Filas proporcionadas:
━━━━

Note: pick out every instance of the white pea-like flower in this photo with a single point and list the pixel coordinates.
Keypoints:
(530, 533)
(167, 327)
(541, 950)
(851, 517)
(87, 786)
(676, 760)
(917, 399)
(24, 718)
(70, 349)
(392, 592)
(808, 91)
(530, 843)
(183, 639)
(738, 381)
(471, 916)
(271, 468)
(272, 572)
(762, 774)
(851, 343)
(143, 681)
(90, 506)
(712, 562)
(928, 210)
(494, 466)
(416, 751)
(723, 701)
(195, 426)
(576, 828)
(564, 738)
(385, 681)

━━━━

Instrucciones de trabajo: Repite con exactitud las líneas de todas las filas de arriba.

Solución del ejercicio:
Note: pick out every instance of the white pea-like flower in this photo with a single point and list the pixel coordinates.
Keypoints:
(530, 533)
(167, 327)
(541, 950)
(851, 517)
(87, 786)
(676, 760)
(917, 399)
(24, 718)
(70, 349)
(392, 592)
(808, 91)
(530, 843)
(183, 639)
(738, 381)
(471, 916)
(271, 468)
(272, 572)
(762, 774)
(851, 343)
(143, 681)
(90, 506)
(712, 562)
(928, 210)
(494, 466)
(416, 751)
(723, 701)
(195, 426)
(576, 828)
(564, 738)
(385, 681)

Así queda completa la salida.